#### Aim of the task
Extract every line of the listing below that contains the string "path", treating uppercase and lowercase letters as distinct.

#### Supplied records
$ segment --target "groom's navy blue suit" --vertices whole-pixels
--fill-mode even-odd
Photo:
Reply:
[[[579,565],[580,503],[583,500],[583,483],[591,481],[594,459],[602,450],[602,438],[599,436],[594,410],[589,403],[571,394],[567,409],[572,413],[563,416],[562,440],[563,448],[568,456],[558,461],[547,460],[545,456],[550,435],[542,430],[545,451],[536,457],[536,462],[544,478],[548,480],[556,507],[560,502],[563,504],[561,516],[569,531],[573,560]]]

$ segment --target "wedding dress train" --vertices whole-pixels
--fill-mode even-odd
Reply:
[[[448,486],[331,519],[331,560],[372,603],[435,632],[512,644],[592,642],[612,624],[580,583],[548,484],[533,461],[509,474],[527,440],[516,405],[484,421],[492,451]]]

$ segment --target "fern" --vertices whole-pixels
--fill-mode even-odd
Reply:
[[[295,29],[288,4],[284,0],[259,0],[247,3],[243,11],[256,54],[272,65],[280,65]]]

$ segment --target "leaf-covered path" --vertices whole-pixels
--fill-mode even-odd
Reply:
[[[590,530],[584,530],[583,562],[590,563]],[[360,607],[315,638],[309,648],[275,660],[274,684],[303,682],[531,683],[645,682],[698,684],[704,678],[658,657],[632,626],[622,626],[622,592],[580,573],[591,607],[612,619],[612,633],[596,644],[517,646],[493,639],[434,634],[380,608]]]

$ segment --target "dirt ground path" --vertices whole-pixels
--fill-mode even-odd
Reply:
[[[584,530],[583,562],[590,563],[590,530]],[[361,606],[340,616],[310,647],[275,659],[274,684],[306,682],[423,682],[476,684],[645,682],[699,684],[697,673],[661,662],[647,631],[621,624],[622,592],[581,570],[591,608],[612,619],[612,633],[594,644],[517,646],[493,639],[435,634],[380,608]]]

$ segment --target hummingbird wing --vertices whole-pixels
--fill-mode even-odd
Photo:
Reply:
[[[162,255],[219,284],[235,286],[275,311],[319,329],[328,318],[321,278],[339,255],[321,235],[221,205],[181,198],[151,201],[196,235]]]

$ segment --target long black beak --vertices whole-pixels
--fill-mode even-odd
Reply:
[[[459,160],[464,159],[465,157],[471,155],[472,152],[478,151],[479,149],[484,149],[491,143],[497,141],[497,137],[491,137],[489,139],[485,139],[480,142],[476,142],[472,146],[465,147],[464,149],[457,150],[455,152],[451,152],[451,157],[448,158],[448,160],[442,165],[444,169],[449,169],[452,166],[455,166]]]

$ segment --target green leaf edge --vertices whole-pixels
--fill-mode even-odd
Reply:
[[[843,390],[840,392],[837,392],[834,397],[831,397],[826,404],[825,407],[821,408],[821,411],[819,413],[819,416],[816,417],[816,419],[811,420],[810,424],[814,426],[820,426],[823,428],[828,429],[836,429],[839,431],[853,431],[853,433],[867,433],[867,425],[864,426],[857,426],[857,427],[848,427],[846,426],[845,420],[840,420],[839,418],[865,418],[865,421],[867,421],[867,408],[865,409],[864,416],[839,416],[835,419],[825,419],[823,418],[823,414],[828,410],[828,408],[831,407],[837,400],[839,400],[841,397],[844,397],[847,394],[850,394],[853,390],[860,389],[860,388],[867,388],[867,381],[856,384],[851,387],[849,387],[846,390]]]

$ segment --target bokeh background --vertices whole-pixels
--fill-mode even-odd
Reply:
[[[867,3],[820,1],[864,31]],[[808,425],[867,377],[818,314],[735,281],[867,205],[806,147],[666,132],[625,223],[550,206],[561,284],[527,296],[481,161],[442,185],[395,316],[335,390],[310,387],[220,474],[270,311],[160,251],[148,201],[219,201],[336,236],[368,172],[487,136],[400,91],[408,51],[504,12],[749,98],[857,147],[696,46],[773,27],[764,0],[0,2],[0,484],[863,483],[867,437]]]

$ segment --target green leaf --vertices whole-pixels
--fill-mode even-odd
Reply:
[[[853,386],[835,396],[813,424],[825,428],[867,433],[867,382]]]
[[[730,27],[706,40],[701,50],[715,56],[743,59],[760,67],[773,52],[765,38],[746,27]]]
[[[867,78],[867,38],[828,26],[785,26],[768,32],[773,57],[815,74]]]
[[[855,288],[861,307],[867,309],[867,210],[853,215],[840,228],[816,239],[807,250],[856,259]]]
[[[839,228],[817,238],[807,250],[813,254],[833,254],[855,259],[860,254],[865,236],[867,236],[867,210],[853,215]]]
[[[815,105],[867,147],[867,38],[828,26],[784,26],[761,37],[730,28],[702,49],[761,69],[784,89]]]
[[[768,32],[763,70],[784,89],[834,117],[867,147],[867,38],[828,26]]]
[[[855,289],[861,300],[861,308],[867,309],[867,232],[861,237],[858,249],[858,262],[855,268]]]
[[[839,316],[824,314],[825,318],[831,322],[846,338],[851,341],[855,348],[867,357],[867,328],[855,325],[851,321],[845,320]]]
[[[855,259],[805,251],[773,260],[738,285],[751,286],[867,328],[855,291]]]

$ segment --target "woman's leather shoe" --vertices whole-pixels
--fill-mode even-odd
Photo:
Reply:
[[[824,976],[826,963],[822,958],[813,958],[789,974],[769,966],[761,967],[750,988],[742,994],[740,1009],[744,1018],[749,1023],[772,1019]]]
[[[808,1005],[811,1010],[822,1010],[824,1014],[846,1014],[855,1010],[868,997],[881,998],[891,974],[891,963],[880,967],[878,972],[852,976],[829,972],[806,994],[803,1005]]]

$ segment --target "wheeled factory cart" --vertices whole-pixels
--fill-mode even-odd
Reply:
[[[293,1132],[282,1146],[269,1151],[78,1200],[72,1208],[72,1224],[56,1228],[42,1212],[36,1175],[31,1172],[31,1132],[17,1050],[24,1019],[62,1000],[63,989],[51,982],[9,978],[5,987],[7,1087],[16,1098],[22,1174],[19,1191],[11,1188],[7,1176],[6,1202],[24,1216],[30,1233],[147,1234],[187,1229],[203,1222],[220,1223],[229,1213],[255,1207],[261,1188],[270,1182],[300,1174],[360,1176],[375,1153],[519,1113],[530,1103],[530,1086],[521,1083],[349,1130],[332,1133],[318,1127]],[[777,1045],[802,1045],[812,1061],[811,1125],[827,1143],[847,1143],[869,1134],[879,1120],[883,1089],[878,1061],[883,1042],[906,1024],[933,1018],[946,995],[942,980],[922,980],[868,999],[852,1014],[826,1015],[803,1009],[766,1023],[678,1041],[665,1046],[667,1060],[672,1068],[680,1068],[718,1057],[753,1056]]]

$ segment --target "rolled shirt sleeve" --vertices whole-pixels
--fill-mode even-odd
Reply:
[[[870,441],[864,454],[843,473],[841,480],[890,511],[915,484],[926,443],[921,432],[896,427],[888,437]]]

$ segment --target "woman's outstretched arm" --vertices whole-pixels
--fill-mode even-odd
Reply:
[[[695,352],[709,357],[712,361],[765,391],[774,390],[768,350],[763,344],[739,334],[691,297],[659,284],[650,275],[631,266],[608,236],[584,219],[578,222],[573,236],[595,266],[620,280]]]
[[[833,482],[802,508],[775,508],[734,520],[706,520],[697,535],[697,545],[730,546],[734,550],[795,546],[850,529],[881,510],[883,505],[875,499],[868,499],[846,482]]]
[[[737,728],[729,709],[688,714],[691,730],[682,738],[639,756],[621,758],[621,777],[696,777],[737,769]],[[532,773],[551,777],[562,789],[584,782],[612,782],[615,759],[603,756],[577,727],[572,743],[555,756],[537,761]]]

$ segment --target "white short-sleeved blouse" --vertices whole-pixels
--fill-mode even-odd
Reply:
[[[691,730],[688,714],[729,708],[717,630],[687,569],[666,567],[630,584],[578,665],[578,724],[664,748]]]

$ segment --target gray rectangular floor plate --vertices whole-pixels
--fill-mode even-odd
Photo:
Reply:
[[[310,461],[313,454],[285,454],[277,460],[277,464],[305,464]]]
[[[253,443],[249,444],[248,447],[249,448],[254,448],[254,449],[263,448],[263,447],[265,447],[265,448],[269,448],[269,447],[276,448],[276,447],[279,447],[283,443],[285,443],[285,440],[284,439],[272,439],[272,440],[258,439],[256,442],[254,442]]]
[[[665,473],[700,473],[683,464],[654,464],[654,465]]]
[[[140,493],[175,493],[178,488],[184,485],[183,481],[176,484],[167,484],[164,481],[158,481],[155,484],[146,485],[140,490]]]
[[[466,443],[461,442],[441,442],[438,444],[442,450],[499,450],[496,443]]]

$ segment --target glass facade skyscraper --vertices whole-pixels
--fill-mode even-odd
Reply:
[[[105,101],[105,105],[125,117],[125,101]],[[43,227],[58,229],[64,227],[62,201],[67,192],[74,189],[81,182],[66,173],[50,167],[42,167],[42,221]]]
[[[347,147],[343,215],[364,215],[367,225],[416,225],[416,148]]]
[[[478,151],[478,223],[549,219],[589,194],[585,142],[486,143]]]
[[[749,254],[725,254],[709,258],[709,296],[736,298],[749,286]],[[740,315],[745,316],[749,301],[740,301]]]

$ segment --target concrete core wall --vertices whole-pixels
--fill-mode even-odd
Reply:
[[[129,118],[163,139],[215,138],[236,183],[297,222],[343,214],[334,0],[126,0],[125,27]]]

#### Result of the exercise
$ segment --target "leaf-covered path" --vertices whole-pixels
$ segment --target "dirt ground path" --vertices whole-pixels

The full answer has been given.